Hoofdeconoom
Schrik voor hogere inflatie zit er goed in bij beleggers
En verder:
- Tot aan begin 2022 wordt geen verhoging van de Amerikaanse rente voorzien
- Prijsstijgingen moeten gerelativeerd worden
- Troebel beeld op Europese arbeidsmarkt
De inflatieschrik zat er vorige week even goed in bij beleggers. Reden was de hoger dan verwachte Amerikaanse inflatie in april. Er is geen betere illustratie voor deze schrik dan de VIX-index, ook wel de fear- of angstbarometer genoemd. De VIX-index meet de volatiliteit (lees: nervositeit) waarmee optiemarkten in de VS rekening houden bij hun prijszetting. Noteerde de volatiliteitsbarometer een maand geleden nog op 16, nu schoot hij tussentijds door naar 28.

_AANGELEVERDE GEGEVENS:_
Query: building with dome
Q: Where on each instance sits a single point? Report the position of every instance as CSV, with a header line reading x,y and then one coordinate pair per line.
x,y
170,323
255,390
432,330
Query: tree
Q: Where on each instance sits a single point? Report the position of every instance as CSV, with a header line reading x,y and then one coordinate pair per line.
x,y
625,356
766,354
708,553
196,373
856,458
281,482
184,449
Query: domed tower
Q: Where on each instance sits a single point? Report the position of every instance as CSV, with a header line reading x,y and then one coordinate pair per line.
==
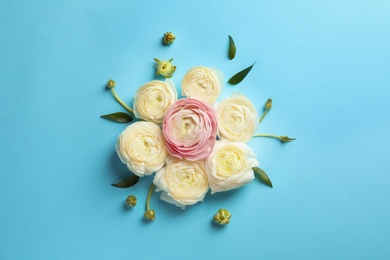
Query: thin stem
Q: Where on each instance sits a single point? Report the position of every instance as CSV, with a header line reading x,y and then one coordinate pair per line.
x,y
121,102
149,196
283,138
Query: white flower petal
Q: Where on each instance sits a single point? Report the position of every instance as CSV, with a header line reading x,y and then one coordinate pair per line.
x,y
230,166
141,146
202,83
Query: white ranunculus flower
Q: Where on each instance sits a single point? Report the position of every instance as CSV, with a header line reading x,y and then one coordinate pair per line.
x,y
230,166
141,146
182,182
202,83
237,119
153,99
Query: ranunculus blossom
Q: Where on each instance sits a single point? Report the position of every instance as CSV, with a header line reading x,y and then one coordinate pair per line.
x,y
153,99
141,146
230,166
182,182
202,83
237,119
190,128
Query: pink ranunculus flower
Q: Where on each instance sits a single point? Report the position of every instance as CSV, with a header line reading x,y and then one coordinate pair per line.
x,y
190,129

_TE DOEN:_
(a) Tot welke waarde schoot de VIX-index volgens het tekstfragment tussentijds door?
(b) Filter de records op de tekenreeks "Query" en neem elke regel over die deze bevat, waarbij hoofdletters en kleine letters verschil maken.
Het tekstfragment en de records staan volledig los van elkaar.

_OPLOSSINGEN:_
(a) Tot 28.

(b)
Query: building with dome
Query: tree
Query: domed tower
Query: thin stem
Query: white flower petal
Query: white ranunculus flower
Query: ranunculus blossom
Query: pink ranunculus flower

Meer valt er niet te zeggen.